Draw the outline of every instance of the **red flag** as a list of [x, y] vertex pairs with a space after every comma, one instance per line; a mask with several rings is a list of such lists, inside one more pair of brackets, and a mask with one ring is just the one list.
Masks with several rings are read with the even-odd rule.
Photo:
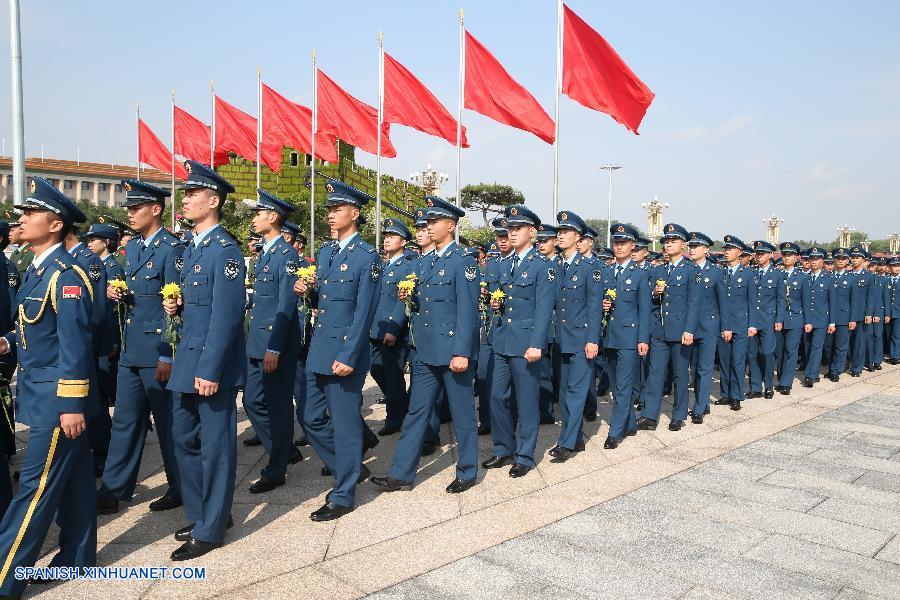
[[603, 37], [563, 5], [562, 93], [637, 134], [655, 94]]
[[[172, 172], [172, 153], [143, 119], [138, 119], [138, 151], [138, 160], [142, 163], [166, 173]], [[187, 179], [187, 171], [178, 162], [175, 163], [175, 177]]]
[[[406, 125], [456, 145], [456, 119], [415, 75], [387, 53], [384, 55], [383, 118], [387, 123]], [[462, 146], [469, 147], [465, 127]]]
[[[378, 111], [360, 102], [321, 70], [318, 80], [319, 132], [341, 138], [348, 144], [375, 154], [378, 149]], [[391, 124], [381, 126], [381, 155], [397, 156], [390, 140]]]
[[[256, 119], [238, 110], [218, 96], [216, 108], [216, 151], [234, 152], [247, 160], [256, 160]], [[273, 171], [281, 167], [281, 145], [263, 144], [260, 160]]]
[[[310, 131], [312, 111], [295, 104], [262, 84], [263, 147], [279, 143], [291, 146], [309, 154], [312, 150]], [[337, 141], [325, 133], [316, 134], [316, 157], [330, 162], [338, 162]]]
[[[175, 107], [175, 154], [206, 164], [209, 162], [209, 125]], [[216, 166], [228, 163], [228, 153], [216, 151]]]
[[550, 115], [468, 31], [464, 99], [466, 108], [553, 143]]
++++++++
**PROBLEM STATEMENT**
Please return all of the material above exactly, minus any pictures.

**FINISHED EXERCISE**
Draw the outline of every instance of the **red flag** as a list of [x, y] vertex pairs with a space after every comma, one instance per line; a mask with several rings is a list of such lists, inside one more pair of brackets, and a mask with one ring is just the one list.
Masks with several rings are read with the even-odd rule.
Photo:
[[603, 37], [563, 5], [562, 93], [637, 134], [655, 94]]
[[[172, 172], [172, 153], [143, 119], [138, 119], [138, 151], [138, 160], [142, 163], [166, 173]], [[187, 179], [187, 171], [178, 162], [175, 163], [175, 177]]]
[[[406, 125], [456, 145], [456, 119], [415, 75], [387, 53], [384, 55], [383, 118], [387, 123]], [[462, 146], [469, 147], [465, 127]]]
[[[378, 111], [360, 102], [321, 70], [318, 80], [319, 132], [341, 138], [348, 144], [375, 154], [378, 149]], [[391, 124], [381, 126], [381, 155], [397, 156], [390, 140]]]
[[[256, 119], [238, 110], [218, 96], [216, 108], [216, 151], [234, 152], [247, 160], [256, 160]], [[273, 171], [281, 167], [281, 145], [263, 144], [260, 160]]]
[[[310, 131], [312, 111], [295, 104], [262, 84], [263, 147], [279, 143], [291, 146], [309, 154], [312, 150]], [[337, 141], [325, 133], [316, 134], [316, 157], [330, 162], [338, 162]]]
[[[175, 107], [175, 154], [206, 164], [209, 162], [209, 125]], [[216, 166], [228, 163], [228, 153], [216, 151]]]
[[550, 115], [468, 31], [464, 99], [466, 108], [553, 143]]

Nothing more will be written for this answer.